• _WORK TO COMPLETE_: Write out, word for word, every line from the one containing "Find the shirt" through the last line of the records below, both ends included.

==*==

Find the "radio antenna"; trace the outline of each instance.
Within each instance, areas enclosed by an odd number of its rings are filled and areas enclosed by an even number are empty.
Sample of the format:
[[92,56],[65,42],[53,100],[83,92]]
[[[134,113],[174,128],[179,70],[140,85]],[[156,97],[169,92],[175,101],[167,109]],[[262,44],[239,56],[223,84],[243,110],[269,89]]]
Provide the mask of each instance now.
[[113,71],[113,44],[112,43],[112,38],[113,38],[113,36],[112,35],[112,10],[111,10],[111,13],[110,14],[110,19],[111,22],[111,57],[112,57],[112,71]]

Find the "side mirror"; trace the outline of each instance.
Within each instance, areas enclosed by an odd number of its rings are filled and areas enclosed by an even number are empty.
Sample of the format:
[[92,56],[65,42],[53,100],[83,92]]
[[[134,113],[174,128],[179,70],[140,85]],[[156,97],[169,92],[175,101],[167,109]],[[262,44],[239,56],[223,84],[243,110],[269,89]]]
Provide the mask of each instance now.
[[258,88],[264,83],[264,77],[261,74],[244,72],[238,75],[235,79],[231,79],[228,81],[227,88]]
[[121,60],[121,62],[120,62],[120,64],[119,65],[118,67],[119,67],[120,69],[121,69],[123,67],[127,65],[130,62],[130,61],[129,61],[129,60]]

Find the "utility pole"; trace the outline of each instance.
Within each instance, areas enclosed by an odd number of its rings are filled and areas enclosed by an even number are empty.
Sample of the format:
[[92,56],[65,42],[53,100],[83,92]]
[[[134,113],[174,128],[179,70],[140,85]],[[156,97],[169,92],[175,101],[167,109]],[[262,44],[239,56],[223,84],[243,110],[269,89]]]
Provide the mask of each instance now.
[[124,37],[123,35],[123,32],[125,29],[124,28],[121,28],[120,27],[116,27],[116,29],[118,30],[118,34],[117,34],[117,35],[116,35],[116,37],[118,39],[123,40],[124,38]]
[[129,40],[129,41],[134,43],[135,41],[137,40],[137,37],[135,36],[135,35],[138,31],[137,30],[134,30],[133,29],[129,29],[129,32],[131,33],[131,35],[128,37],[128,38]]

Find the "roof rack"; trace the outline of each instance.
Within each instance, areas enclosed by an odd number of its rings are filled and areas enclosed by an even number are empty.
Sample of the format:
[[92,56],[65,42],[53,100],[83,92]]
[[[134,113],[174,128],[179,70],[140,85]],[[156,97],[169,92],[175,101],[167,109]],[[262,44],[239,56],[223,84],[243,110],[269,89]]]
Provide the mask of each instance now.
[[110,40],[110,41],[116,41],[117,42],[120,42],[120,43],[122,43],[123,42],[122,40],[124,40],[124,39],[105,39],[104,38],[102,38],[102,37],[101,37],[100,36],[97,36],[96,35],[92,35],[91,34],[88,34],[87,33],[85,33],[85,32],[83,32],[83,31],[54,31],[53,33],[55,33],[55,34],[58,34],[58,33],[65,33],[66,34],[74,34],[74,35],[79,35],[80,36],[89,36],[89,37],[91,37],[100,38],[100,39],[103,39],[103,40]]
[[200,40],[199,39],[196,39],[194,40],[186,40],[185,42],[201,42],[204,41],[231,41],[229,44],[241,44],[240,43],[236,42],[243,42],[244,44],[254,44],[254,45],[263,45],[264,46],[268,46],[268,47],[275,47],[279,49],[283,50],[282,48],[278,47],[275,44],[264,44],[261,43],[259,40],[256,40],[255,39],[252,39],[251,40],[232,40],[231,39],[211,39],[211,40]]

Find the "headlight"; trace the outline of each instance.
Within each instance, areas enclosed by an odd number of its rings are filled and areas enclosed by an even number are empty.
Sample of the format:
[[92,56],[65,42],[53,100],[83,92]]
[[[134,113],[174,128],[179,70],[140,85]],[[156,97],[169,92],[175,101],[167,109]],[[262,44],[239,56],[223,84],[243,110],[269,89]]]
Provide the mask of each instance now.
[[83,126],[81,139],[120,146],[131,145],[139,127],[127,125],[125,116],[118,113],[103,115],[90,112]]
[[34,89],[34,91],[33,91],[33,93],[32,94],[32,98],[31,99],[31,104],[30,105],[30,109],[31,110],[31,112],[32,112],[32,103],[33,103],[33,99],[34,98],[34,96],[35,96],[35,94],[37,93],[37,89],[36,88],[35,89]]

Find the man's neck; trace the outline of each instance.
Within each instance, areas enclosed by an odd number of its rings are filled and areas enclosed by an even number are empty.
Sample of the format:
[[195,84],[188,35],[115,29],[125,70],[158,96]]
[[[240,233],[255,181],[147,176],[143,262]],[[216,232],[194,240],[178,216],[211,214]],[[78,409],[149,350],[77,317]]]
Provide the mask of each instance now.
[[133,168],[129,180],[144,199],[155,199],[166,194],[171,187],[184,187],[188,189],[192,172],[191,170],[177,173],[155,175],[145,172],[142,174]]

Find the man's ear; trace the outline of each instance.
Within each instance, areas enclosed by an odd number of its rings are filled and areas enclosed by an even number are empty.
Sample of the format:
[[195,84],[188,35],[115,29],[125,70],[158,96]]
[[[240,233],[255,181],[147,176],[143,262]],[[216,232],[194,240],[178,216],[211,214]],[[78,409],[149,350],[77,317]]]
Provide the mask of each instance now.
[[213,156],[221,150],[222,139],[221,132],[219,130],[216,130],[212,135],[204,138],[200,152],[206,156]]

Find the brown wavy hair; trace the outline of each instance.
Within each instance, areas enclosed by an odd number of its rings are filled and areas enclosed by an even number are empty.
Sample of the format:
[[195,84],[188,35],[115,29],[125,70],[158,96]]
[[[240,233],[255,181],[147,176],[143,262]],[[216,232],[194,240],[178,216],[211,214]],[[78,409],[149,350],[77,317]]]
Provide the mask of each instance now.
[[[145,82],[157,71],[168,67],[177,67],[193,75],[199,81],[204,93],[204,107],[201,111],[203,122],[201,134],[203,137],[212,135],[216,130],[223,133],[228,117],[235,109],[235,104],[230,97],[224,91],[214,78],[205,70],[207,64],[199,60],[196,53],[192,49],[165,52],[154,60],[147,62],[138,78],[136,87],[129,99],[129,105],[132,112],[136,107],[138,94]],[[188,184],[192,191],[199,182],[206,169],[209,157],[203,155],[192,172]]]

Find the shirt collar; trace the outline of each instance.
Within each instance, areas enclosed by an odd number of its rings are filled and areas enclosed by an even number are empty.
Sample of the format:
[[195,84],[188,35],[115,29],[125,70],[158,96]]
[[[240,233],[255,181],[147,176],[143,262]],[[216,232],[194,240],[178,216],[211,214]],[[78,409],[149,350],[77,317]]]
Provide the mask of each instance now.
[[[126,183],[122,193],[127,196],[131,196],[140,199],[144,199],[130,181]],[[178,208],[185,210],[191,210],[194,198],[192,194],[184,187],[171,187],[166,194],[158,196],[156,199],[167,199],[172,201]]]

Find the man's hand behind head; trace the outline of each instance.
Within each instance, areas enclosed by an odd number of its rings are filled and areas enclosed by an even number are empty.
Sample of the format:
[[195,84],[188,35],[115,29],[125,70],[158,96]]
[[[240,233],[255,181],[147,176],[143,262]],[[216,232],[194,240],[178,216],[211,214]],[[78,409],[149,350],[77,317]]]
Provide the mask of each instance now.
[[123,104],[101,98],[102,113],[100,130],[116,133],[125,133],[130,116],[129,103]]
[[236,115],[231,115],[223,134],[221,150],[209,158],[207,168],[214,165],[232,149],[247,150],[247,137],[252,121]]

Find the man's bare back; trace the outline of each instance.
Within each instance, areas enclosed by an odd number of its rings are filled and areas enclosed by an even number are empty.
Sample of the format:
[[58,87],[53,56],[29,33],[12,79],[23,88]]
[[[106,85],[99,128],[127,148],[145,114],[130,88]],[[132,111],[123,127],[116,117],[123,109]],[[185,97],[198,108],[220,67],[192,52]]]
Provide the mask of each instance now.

==*==

• _SOLUTION FOR THIS PROBLEM_:
Find the shirt collar; trace the outline of each instance.
Within each instance, areas enclosed by an odd number of its rings are filled and areas enclosed by an even number are empty.
Sample of the format:
[[195,84],[188,35],[115,29],[125,70],[158,96]]
[[[240,233],[255,181],[147,176],[143,262]],[[216,232],[194,240],[178,216],[211,214]],[[78,409],[149,350],[77,317]]]
Provide the mask of each instance now.
[[[126,183],[122,193],[127,196],[131,196],[140,199],[144,199],[130,181]],[[178,208],[185,210],[191,210],[194,198],[192,194],[184,187],[171,187],[166,194],[158,196],[156,199],[167,199],[172,201]]]

Find the man's hand behind head; trace the outline of each instance.
Within each instance, areas enclosed by an odd number of its rings are filled and areas enclosed by an even number are empty.
Sample of the format:
[[195,84],[188,35],[115,29],[125,70],[158,96]]
[[[240,233],[255,181],[147,176],[143,262]],[[216,232],[194,240],[178,216],[211,214]],[[78,409],[149,350],[77,317]]]
Provide the mask of each instance now.
[[123,104],[101,98],[102,113],[100,130],[116,133],[125,133],[130,116],[129,103]]
[[236,115],[231,115],[223,134],[221,150],[209,158],[207,168],[214,165],[232,149],[247,150],[247,137],[252,121]]

Find the man's bare back; trace the outline of each instance.
Within each instance, areas enclosed by an odd number of its rings are filled and areas enclosed by an even number are empty.
Sample of the format:
[[58,87],[53,56],[29,33],[12,79],[23,88]]
[[[106,85],[99,128],[127,148],[145,114],[130,88]],[[132,111],[123,127],[116,117],[123,109]],[[185,97],[198,108],[220,67],[192,52]]]
Provide the mask of each instance now.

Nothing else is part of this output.